# START OF DATA PROVIDED

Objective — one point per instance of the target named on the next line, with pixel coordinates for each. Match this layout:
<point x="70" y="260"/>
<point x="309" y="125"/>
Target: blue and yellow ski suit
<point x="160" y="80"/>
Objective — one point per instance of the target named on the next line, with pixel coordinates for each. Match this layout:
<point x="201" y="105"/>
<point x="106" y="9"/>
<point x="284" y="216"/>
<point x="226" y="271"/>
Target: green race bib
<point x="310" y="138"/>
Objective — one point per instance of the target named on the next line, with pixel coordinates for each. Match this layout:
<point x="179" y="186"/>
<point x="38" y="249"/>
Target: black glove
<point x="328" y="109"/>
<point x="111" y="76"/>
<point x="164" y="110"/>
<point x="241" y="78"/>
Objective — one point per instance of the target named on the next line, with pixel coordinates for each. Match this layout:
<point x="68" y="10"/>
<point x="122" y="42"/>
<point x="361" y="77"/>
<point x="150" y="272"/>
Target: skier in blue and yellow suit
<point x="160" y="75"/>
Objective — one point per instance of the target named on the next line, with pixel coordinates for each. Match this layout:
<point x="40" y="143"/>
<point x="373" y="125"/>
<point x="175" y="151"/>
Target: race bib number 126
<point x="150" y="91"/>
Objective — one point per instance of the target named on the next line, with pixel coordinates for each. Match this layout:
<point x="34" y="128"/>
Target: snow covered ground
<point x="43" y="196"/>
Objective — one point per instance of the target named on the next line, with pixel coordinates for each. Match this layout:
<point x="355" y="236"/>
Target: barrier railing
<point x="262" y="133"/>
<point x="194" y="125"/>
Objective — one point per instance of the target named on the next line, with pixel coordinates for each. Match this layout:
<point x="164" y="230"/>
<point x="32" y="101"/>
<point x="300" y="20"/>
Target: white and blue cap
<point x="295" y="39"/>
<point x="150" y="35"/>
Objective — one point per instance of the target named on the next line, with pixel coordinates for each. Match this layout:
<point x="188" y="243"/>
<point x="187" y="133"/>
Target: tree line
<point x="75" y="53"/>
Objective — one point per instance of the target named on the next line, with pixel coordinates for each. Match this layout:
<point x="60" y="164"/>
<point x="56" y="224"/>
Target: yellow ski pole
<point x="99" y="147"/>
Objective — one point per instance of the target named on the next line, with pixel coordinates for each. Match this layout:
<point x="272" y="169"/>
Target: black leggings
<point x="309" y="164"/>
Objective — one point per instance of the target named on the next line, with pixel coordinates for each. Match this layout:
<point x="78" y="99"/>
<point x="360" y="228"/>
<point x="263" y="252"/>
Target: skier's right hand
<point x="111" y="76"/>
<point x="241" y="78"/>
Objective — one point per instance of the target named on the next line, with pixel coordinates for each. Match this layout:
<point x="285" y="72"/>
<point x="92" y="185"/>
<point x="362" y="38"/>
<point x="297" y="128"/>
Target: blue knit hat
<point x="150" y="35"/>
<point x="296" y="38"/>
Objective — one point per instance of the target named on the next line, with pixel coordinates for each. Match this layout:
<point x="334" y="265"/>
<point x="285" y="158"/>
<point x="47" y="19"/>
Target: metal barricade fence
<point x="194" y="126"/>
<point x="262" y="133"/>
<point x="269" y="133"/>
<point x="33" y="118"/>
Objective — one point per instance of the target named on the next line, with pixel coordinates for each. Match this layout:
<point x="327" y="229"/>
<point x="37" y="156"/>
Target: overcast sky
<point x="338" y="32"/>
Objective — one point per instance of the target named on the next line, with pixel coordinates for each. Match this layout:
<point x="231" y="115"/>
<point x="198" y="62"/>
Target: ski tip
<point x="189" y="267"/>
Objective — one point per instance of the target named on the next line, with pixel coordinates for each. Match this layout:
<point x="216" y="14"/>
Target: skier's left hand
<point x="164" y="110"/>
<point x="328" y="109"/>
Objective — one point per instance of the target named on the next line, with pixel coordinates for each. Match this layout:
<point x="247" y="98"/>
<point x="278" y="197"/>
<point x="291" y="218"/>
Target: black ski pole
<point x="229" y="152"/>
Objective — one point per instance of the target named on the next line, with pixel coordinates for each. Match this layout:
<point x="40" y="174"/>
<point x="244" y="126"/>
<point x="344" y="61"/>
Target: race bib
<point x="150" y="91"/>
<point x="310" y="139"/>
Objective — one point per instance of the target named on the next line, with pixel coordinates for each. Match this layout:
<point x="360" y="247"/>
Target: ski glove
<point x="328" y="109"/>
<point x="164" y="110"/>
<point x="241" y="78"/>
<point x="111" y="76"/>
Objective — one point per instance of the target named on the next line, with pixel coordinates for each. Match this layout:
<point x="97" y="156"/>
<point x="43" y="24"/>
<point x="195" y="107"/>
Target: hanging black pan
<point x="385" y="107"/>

# END OF DATA PROVIDED

WHAT IS BEING ASKED:
Word for word, quote all of the data above.

EXERCISE RESULT:
Objective — one point per instance of the target named on the next line, with pixel coordinates for each. Match this layout:
<point x="70" y="260"/>
<point x="309" y="125"/>
Target: blue and yellow ski suit
<point x="160" y="80"/>
Objective — one point per instance of the target named on the next line, with pixel coordinates for each. Match this layout:
<point x="201" y="105"/>
<point x="106" y="9"/>
<point x="284" y="216"/>
<point x="226" y="271"/>
Target: green race bib
<point x="310" y="138"/>
Objective — one point per instance of the target named on the next line, with pixel coordinates for each. Match this layout:
<point x="179" y="186"/>
<point x="38" y="249"/>
Target: black glove
<point x="328" y="109"/>
<point x="111" y="76"/>
<point x="164" y="110"/>
<point x="241" y="78"/>
Objective — one point per instance of the target named on the next line, with pixel coordinates for each. Match this layout:
<point x="68" y="10"/>
<point x="122" y="42"/>
<point x="361" y="77"/>
<point x="150" y="272"/>
Target: skier in blue and yellow suit
<point x="160" y="75"/>
Objective — one point per instance of the target named on the next line, with pixel coordinates for each. Match this layout:
<point x="40" y="143"/>
<point x="373" y="125"/>
<point x="175" y="151"/>
Target: race bib number 126
<point x="150" y="91"/>
Objective — one point per instance of the target named on the next line, with pixel coordinates for each. Match this layout:
<point x="34" y="128"/>
Target: snow covered ground
<point x="43" y="196"/>
Objective — one point per instance of the target named on the next line, with pixel coordinates for each. Match this layout:
<point x="355" y="236"/>
Target: barrier railing
<point x="262" y="133"/>
<point x="194" y="125"/>
Objective — one point per instance of the target named on the next line, with pixel coordinates for each. Match this layout:
<point x="164" y="230"/>
<point x="32" y="101"/>
<point x="300" y="20"/>
Target: white and blue cap
<point x="295" y="39"/>
<point x="150" y="35"/>
Objective — one point per instance of the target named on the next line, with pixel coordinates for each. Match this layout:
<point x="188" y="243"/>
<point x="187" y="133"/>
Target: tree line
<point x="75" y="53"/>
Objective — one point per instance of the target named on the next line, with pixel coordinates for each. Match this layout:
<point x="60" y="164"/>
<point x="56" y="224"/>
Target: yellow ski pole
<point x="99" y="147"/>
Objective — one point per instance of the target named on the next line, with pixel coordinates for each. Match this layout:
<point x="272" y="169"/>
Target: black leggings
<point x="309" y="164"/>
Objective — one point per instance of the target named on the next line, with pixel coordinates for each. Match this layout:
<point x="78" y="99"/>
<point x="360" y="228"/>
<point x="263" y="252"/>
Target: skier's right hand
<point x="111" y="76"/>
<point x="241" y="78"/>
Objective — one point per instance of the target named on the next line, with pixel coordinates for each. Match this layout:
<point x="285" y="72"/>
<point x="92" y="185"/>
<point x="362" y="38"/>
<point x="297" y="128"/>
Target: blue knit hat
<point x="150" y="35"/>
<point x="296" y="38"/>
Objective — one point per instance of the target named on the next line, with pixel coordinates for each. Match this layout:
<point x="334" y="265"/>
<point x="285" y="158"/>
<point x="47" y="19"/>
Target: metal barricade fence
<point x="194" y="126"/>
<point x="262" y="133"/>
<point x="269" y="133"/>
<point x="33" y="118"/>
Objective — one point per instance of the target named on the next line, with pixel coordinates for each. Match this layout:
<point x="327" y="229"/>
<point x="37" y="156"/>
Target: overcast sky
<point x="338" y="32"/>
Objective — one point per instance of the target named on the next line, with pixel coordinates for each. Match this layout:
<point x="231" y="115"/>
<point x="198" y="62"/>
Target: ski tip
<point x="189" y="267"/>
Objective — one point per instance of the target named on the next line, with pixel coordinates for each. Match this layout:
<point x="216" y="14"/>
Target: skier's left hand
<point x="164" y="110"/>
<point x="328" y="109"/>
Objective — one point per instance of the target named on the next line, with pixel coordinates for each. Match this layout:
<point x="247" y="98"/>
<point x="278" y="197"/>
<point x="291" y="218"/>
Target: black ski pole
<point x="229" y="152"/>
Objective — one point per instance of the target named on the next line, with pixel coordinates for each. Match this layout:
<point x="40" y="174"/>
<point x="244" y="126"/>
<point x="344" y="61"/>
Target: race bib
<point x="150" y="91"/>
<point x="310" y="139"/>
Objective — one point per instance of the target named on the next line, with pixel coordinates for each. Match this layout:
<point x="360" y="247"/>
Target: ski glove
<point x="328" y="109"/>
<point x="164" y="110"/>
<point x="241" y="78"/>
<point x="111" y="76"/>
Objective — one point per instance of the target named on the next line, with pixel coordinates for each. Match this layout:
<point x="97" y="156"/>
<point x="43" y="24"/>
<point x="195" y="107"/>
Target: hanging black pan
<point x="385" y="107"/>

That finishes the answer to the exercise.